*** Opening Information ***

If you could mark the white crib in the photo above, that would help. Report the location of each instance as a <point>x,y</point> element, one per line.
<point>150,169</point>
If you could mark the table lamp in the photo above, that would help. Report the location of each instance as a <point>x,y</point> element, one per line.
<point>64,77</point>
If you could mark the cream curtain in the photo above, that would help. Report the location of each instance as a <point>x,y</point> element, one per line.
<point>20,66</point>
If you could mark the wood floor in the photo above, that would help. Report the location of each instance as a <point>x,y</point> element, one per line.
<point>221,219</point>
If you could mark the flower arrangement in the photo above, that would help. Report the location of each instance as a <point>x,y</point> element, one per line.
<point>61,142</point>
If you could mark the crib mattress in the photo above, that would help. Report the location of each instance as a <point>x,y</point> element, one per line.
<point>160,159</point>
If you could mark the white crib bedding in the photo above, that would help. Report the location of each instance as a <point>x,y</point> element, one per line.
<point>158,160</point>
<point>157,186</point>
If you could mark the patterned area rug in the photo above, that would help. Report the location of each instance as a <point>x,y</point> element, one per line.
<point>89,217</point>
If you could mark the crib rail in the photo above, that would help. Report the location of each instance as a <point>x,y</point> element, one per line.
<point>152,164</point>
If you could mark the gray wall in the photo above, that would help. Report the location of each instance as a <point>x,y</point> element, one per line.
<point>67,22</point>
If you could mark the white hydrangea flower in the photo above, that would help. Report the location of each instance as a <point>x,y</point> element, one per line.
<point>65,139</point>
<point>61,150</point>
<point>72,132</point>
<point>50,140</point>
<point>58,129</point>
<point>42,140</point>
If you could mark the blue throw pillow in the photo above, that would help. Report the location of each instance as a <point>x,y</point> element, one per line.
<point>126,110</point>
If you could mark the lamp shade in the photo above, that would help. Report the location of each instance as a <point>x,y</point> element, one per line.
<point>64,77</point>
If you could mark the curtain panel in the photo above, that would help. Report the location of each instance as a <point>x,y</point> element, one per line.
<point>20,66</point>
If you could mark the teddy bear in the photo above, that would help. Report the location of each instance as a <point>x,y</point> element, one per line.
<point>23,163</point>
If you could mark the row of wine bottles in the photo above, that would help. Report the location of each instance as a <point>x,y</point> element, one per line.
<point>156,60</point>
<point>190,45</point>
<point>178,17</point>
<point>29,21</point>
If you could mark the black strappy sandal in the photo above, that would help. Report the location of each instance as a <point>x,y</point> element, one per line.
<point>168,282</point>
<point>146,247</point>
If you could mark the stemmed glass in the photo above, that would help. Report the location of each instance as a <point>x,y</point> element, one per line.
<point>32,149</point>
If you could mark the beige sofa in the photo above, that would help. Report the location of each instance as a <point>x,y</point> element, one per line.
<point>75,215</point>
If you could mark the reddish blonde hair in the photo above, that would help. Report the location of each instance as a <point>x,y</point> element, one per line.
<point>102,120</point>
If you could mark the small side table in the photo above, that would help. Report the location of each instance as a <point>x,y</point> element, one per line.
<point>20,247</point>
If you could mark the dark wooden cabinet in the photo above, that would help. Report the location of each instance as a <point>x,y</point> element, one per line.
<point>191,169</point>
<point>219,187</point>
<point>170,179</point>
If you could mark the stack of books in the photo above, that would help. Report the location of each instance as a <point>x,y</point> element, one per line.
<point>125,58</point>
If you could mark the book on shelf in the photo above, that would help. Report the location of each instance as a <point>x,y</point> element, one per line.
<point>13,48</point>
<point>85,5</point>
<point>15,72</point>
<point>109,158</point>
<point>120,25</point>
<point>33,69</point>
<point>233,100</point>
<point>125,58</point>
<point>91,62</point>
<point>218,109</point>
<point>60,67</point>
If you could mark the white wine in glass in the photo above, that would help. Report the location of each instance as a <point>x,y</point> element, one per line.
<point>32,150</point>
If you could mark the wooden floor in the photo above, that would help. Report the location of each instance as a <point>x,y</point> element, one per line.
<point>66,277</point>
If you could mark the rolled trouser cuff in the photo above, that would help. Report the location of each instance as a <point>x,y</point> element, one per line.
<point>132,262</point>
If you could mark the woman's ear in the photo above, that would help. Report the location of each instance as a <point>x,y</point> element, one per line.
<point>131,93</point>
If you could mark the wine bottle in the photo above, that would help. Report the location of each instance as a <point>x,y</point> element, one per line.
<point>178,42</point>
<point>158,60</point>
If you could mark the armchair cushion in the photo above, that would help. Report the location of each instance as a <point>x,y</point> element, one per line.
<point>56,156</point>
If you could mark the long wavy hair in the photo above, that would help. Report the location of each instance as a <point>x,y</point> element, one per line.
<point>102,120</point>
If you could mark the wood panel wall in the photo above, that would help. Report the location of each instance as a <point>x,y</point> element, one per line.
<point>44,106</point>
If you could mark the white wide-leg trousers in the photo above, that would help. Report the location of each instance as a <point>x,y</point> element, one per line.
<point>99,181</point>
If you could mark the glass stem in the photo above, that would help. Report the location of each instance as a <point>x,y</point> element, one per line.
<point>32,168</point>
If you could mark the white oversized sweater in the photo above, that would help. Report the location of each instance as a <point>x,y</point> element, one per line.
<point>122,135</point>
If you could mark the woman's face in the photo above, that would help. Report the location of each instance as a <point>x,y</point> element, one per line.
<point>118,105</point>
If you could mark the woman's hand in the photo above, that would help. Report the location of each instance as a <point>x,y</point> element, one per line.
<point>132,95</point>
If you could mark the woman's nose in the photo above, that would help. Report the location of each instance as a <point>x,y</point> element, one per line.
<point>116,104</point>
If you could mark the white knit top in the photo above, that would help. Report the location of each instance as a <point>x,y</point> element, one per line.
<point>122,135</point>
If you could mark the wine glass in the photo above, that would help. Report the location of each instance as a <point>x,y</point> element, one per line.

*** Closing Information ***

Instructions to follow =>
Set down each line of the data precisely as it appears above.

Problem solution =>
If you could mark the white crib in the photo above, that would help. Report the location of each instance as a <point>x,y</point> element, one per line.
<point>150,169</point>
If you could mark the table lamp in the photo above, that would help. Report the location of each instance as a <point>x,y</point> element, one per line.
<point>64,77</point>
If you could mark the cream curtain in the photo above, that would help. Report the location of each instance as a <point>x,y</point> element, one per line.
<point>20,66</point>
If you could mark the wood floor in the photo above, that would help. Report the location of each instance as a <point>x,y</point> element, one per line.
<point>221,219</point>
If you could mark the flower arrangement in the photo above, that would help. Report the location of each instance as a <point>x,y</point> element, one per line.
<point>61,142</point>
If you could mark the crib mattress in the photo above, that would help. Report the location of each instance as a <point>x,y</point> element, one per line.
<point>160,159</point>
If you could mark the white crib bedding in the photo above, that would help. Report the location of each instance as a <point>x,y</point> element, one per line.
<point>158,160</point>
<point>157,186</point>
If you could mark the patterned area rug in the photo above, that would help. Report the location of each instance as a <point>x,y</point> element, one per line.
<point>89,217</point>
If you could mark the crib rail in the photo above, that would help. Report the location of each instance as a <point>x,y</point> element, one per line.
<point>152,164</point>
If you could mark the gray wall in the photo above, that would help. Report the location of each instance as a <point>x,y</point> element, one per line.
<point>67,22</point>
If you could mark the white hydrangea flower in the photo above, that would help. Report the location of each instance as a <point>x,y</point> element, one per line.
<point>65,139</point>
<point>61,150</point>
<point>72,132</point>
<point>50,140</point>
<point>58,129</point>
<point>42,140</point>
If you could mark the blue throw pillow in the photo above, that would help. Report the location of each instance as a <point>x,y</point> element, one per line.
<point>126,110</point>
If you could mark the lamp shade in the photo above, that would help. Report the location of each instance as a <point>x,y</point> element, one per line.
<point>64,77</point>
If you could mark the curtain panel in the photo above, that would help. Report the location of each instance as a <point>x,y</point> element, one per line.
<point>20,66</point>
If you could mark the teddy bear in the photo above, that would help. Report the location of each instance as a <point>x,y</point> element, one per line.
<point>23,163</point>
If you could mark the row of wine bottles in the photo above, that would help. Report the location of each instance as a <point>x,y</point> element, one per line.
<point>156,60</point>
<point>190,45</point>
<point>178,17</point>
<point>29,21</point>
If you could mark the black strappy sandal in the photo above, that would help. Report the location of each instance as a <point>x,y</point> element, one per line.
<point>168,282</point>
<point>146,247</point>
If you could mark the stemmed glass in the photo above, that would help. Report the location of each instance as a <point>x,y</point> element, one per line.
<point>32,149</point>
If you could mark the beige sofa in the photo above, that would help. Report the location of each instance as a <point>x,y</point> element, one per line.
<point>75,215</point>
If you could mark the reddish blonde hair in the photo above, that would help. Report the location of each instance as a <point>x,y</point> element, one per line.
<point>102,120</point>
If you could mark the small side table in the photo above, that would help. Report the location of each instance as a <point>x,y</point> element, one per line.
<point>20,247</point>
If you could mark the dark wooden cabinet in the photo above, that would help. Report the location of each instance as a <point>x,y</point> element, one per line.
<point>191,169</point>
<point>219,187</point>
<point>170,179</point>
If you could mark the stack of books in the photo above, that would help. Report the location of each instance as a <point>x,y</point> element, one per line.
<point>125,58</point>
If you could mark the book on shelf in the photo above, that would help. Report the location of each instance as a <point>x,y</point> element, one per line.
<point>13,48</point>
<point>85,5</point>
<point>15,72</point>
<point>109,158</point>
<point>120,25</point>
<point>33,69</point>
<point>233,100</point>
<point>125,58</point>
<point>91,62</point>
<point>218,109</point>
<point>60,67</point>
If you could mark the white wine in glass in the photo above, that would help. Report the location of each instance as a <point>x,y</point> element, one per line.
<point>32,150</point>
If you could mark the wooden floor in the photo above, that would help. Report the location of each instance as a <point>x,y</point> element, one per line.
<point>66,277</point>
If you could mark the rolled trouser cuff in the photo above, that would help. Report the location of each instance as a <point>x,y</point> element, one per line.
<point>132,262</point>
If you could mark the woman's ear in the photo above, that would help. Report the location of each instance as a <point>x,y</point> element, one per line.
<point>131,93</point>
If you could mark the wine bottle in the photo above, that would help. Report the location of each instance as a <point>x,y</point> element, one per line.
<point>178,42</point>
<point>158,60</point>
If you could mark the armchair cushion in the photo above, that would help. Report the location of each instance as a <point>x,y</point> element, one per line.
<point>56,156</point>
If you could mark the long wavy hair in the photo above, that would help. Report the location of each instance as a <point>x,y</point> element, one per line.
<point>102,120</point>
If you could mark the wood panel wall in the photo above, that would help. Report the location of each instance as a <point>x,y</point> element, one per line.
<point>44,106</point>
If you could mark the white wide-leg trousers in the photo above, that would help. Report the location of each instance as a <point>x,y</point> element, one per line.
<point>99,181</point>
If you could mark the glass stem in the photo above, that would help. Report the location of each instance as a <point>x,y</point> element, one per line.
<point>32,168</point>
If you could mark the white oversized sweater in the photo above, that would help. Report the location of each instance as a <point>x,y</point> element, one per line.
<point>122,135</point>
If you could mark the woman's face in the photo above, that would help. Report the location of each instance as a <point>x,y</point> element, one per line.
<point>118,105</point>
If you could mark the woman's hand in the photo above, that would help. Report the location of each instance as a <point>x,y</point> element, one per line.
<point>132,95</point>
If you could mark the woman's nose in the photo above, that would help. Report the location of each instance as a <point>x,y</point> element, one per line.
<point>116,104</point>
If you could mark the white knit top in the photo above, that would help. Report the location of each instance as a <point>x,y</point> element, one per line.
<point>122,135</point>
If you could mark the wine glass in the photo above, that would help. Report the location of each instance as a <point>x,y</point> element, one per line.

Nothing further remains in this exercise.